#### Trecho do documento:
########################################
Negou-se  a que lavassem seus pés
 

          Nesta Sexta-feira da liturgia do Tríduo Pascoal, a Igreja celebra, com a morte, o fim da Paixão de Cristo. Há, no bater da matraca, tristeza lembrando a morte. A matraca é um pedaço de madeira, já envelhecida por tantas semanas santas idas, com argola dos dois lados, que faz um barulho estranho e triste, mais do que medieval, em substituição à alegria das campas e dos sinos, que, parados, silenciam, aguardando, no Domingo de Aleluia, o júbilo da ressurreição. A Igreja é mestra nisso, no rito ou em qualquer coisa, quando em tudo coloca um significado, nas cores dos paramentos, nos símbolos de ouro ou da pobreza; e também na vida, na alegria ou na tristeza.  Entre esses rituais está a cerimônia do Lava-pés.
          Assim como historiam os Evangelhos, Jesus Cristo, na chamada Última Ceia, instituiu o simbólico rito do lava-pés, quando, humildemente, colocou os pés dos seus discípulos numa bacia cheia d’água, lavando as poeiras daqueles caminhos de barro; enxugando-os para depois beijar os pés dos seus companheiros. Há quem se refira a esse episódio como “cerimônia do beija-pés”. O apóstolo Simão Pedro insinuou a não consentir, mas o Mestre deixou bem claro, sem alternativa: lavaria os pés de quem participasse com Ele naquela ceia... E ainda pediu continuação àquele ato: “Se eu, o senhor e mestre, vos lavei os pés, também vós deveis lavar os pés uns dos outros” (João 13, 14); como lhes deixasse mais um preceito do que um rito. E por isso, a Igreja preservou a tradição, do Papa aos bispos; dos padres a todos os pastores, hoje procedimento adotado em muitas religiões.
########################################
#### Dados coletados:
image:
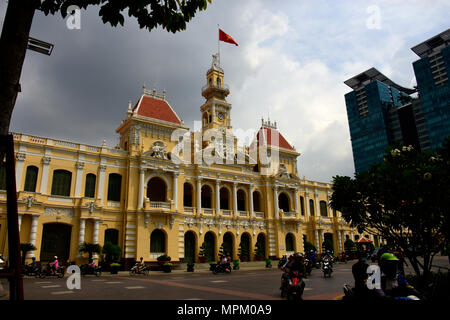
########################################
#### Tarefa pedida 1:
Resuma o texto sobre o lava-pés em duas frases.
#### Tarefa pedida 2:
Responda com base no texto sobre o lava-pés:
(a) De que é feita a matraca?
(b) Qual apóstolo deu a entender que não queria deixar lavarem seus pés?
(c) Que passagem da Bíblia o texto cita?
Os dados não têm nada a ver com o trecho.

#### Resposta pronta 1:
Na Sexta-feira do Tríduo Pascoal, a Igreja celebra, com a morte, o fim da Paixão de Cristo, e a matraca toma o lugar dos sinos, que ficam em silêncio até o Domingo de Aleluia. Entre os rituais está o lava-pés, que, segundo os Evangelhos, Jesus instituiu na Última Ceia ao lavar e beijar os pés dos discípulos, pedindo que eles fizessem o mesmo uns com os outros, uma tradição que a Igreja preservou.

#### Resposta pronta 2:
(a) De um pedaço de madeira, com argola dos dois lados.
(b) Simão Pedro.
(c) João 13, 14.